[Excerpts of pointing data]
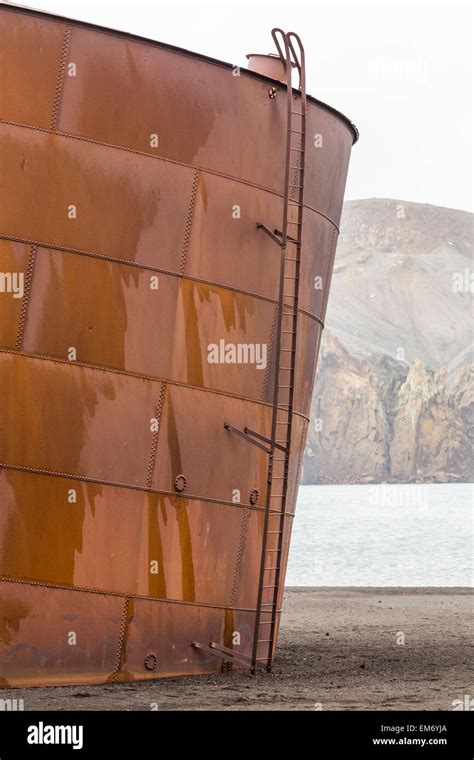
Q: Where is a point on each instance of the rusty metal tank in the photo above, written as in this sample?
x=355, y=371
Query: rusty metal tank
x=166, y=249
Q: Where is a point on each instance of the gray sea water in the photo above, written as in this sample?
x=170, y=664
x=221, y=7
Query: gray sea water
x=383, y=535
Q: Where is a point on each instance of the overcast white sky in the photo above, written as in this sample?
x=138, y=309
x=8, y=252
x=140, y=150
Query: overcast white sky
x=401, y=71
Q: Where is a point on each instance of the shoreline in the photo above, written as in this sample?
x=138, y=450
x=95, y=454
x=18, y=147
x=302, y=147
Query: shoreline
x=340, y=648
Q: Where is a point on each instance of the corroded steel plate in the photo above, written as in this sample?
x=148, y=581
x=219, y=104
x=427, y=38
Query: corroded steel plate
x=138, y=317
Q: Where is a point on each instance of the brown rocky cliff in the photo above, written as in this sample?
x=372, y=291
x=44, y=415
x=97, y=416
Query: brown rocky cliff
x=394, y=397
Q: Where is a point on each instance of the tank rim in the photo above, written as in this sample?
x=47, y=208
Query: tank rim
x=175, y=49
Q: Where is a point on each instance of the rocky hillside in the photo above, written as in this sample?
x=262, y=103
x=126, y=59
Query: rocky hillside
x=394, y=392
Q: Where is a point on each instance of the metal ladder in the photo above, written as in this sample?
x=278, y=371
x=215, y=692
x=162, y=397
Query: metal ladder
x=289, y=240
x=278, y=447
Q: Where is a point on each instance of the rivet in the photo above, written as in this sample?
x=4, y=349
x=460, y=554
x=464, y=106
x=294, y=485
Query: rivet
x=151, y=661
x=254, y=495
x=180, y=483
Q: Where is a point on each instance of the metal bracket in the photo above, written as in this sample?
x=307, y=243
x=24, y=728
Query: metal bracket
x=250, y=435
x=272, y=235
x=220, y=651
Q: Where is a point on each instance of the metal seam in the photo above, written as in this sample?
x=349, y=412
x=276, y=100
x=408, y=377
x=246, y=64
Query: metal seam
x=167, y=160
x=238, y=562
x=331, y=258
x=26, y=296
x=148, y=268
x=154, y=443
x=182, y=52
x=119, y=594
x=121, y=640
x=270, y=353
x=131, y=487
x=137, y=265
x=299, y=463
x=60, y=79
x=129, y=373
x=189, y=221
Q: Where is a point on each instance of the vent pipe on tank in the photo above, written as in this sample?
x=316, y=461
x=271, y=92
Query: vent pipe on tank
x=270, y=65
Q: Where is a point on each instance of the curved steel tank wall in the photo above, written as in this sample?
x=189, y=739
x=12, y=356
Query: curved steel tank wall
x=135, y=257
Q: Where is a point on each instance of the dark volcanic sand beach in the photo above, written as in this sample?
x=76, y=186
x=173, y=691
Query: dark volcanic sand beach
x=337, y=651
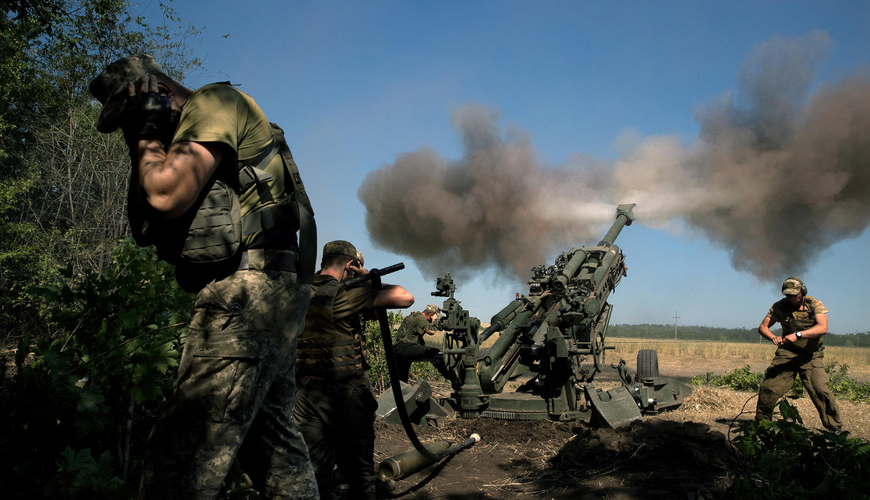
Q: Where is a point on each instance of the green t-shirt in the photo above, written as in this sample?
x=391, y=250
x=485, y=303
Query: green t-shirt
x=413, y=329
x=348, y=303
x=794, y=320
x=219, y=113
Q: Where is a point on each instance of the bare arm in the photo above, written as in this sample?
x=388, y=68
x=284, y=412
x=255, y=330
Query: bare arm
x=171, y=182
x=764, y=331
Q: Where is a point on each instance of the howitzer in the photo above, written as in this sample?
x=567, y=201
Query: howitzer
x=544, y=339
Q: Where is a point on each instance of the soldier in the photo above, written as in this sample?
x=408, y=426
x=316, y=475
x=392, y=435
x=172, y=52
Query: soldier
x=800, y=351
x=410, y=344
x=335, y=407
x=235, y=384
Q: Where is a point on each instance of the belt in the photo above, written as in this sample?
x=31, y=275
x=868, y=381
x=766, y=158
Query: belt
x=268, y=258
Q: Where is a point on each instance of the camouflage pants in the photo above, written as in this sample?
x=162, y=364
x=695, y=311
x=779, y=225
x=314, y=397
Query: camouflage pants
x=780, y=376
x=234, y=394
x=337, y=419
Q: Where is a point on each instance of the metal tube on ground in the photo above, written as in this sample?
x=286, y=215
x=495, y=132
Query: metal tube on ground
x=408, y=462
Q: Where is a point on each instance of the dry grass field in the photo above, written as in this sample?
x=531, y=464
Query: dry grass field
x=686, y=358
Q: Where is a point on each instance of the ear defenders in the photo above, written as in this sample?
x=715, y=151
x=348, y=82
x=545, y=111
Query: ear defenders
x=785, y=284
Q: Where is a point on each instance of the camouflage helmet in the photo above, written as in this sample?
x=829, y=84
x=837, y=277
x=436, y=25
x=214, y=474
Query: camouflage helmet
x=341, y=247
x=793, y=286
x=110, y=87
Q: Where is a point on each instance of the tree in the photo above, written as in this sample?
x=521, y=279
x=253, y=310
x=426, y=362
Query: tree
x=63, y=184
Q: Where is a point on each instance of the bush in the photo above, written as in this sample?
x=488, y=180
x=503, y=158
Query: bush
x=846, y=387
x=783, y=459
x=744, y=379
x=89, y=396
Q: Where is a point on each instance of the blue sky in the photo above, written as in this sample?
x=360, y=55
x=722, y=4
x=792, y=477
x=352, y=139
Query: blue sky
x=357, y=84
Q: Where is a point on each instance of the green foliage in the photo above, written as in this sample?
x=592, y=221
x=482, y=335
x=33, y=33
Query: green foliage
x=374, y=352
x=786, y=460
x=744, y=379
x=846, y=387
x=740, y=379
x=689, y=332
x=109, y=362
x=63, y=184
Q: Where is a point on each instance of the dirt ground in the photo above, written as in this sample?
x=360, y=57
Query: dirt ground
x=683, y=453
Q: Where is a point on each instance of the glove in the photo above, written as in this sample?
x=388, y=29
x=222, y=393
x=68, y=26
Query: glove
x=149, y=116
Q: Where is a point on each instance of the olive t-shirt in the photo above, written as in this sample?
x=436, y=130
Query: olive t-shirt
x=219, y=113
x=794, y=320
x=348, y=303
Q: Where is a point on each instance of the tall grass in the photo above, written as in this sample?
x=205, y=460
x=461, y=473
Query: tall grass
x=627, y=349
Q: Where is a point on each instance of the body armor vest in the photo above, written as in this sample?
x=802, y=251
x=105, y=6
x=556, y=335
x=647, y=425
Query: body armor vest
x=327, y=349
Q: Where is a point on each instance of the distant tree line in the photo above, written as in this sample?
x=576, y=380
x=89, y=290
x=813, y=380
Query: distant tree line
x=647, y=331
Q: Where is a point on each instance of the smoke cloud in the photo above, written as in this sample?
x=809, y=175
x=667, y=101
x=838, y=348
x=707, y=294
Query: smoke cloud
x=777, y=175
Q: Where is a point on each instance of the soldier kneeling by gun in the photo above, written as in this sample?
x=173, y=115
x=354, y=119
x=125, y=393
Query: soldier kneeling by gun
x=411, y=347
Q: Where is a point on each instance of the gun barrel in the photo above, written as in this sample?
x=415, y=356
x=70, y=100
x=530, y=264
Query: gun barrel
x=624, y=217
x=354, y=282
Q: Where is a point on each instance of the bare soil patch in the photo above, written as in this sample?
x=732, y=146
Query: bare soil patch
x=684, y=453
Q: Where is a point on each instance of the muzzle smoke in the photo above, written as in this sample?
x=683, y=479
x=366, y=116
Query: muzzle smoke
x=775, y=177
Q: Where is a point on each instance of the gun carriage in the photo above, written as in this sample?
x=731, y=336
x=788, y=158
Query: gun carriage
x=551, y=344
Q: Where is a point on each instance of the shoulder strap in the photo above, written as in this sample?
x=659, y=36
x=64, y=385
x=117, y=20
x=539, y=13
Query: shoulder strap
x=261, y=220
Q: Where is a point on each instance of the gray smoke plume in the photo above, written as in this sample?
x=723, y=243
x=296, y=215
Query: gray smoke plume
x=493, y=208
x=775, y=177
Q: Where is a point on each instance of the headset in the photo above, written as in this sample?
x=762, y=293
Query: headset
x=803, y=287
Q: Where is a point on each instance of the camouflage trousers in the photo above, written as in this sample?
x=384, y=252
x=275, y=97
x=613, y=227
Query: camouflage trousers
x=778, y=380
x=337, y=420
x=234, y=395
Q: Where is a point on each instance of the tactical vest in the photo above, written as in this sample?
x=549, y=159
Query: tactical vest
x=796, y=321
x=206, y=243
x=328, y=350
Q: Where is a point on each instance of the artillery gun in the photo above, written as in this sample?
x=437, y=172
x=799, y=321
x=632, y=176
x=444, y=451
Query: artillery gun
x=544, y=339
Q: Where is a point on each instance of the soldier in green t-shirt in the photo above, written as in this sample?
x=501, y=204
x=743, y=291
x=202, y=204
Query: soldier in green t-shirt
x=335, y=407
x=800, y=351
x=410, y=345
x=234, y=393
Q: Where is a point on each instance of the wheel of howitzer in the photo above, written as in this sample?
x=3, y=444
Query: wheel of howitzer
x=647, y=364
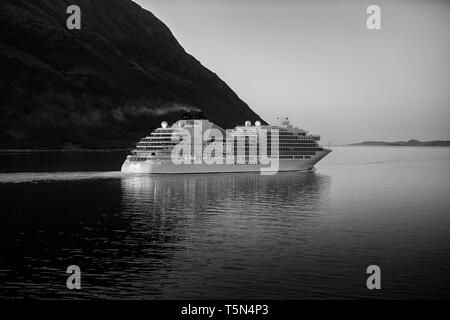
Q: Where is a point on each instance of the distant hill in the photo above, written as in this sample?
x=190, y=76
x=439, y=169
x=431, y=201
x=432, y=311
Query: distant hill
x=434, y=143
x=103, y=86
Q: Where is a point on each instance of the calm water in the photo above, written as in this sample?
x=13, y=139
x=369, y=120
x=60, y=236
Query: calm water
x=289, y=236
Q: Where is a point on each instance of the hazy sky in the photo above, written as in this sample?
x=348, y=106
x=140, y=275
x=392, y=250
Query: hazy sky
x=317, y=63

## Short task
Reproduce the records above verbatim, from the line containing "the metal seam" through the line containing "x=764, y=331", both lines included. Leave the pictures out of your copy.

## Output for this task
Q: Where is a point on each instance of the metal seam in the photo above, written as in this sample?
x=349, y=412
x=276, y=100
x=408, y=377
x=246, y=64
Query: metal seam
x=167, y=160
x=238, y=562
x=331, y=258
x=26, y=296
x=148, y=268
x=154, y=443
x=182, y=52
x=119, y=594
x=121, y=640
x=270, y=353
x=131, y=487
x=137, y=265
x=299, y=463
x=60, y=79
x=129, y=373
x=189, y=221
Q: Where is a point on each instance of the vent pipe on tank in the photo above, written as in this sample?
x=316, y=461
x=271, y=92
Query: vent pipe on tank
x=270, y=65
Q: Where is a point on each instance of the curved steel tank wall in the photo above, written as in this sample?
x=189, y=739
x=12, y=356
Query: curved steel tank wall
x=135, y=257
Q: Where is a point on each instance of the dark volcanic sand beach in the photo above, written as in this sample?
x=76, y=186
x=173, y=691
Query: dark volcanic sand beach
x=337, y=651
Q: Where is a point on each instance of the green t-shirt in the photo above, written as in this sample?
x=391, y=250
x=485, y=303
Query: green t-shirt
x=413, y=329
x=348, y=303
x=794, y=320
x=219, y=113
Q: Where is a point on each instance of the bare arm in the photo above, written as in this sample?
x=388, y=68
x=284, y=412
x=255, y=330
Query: bare arm
x=171, y=182
x=764, y=331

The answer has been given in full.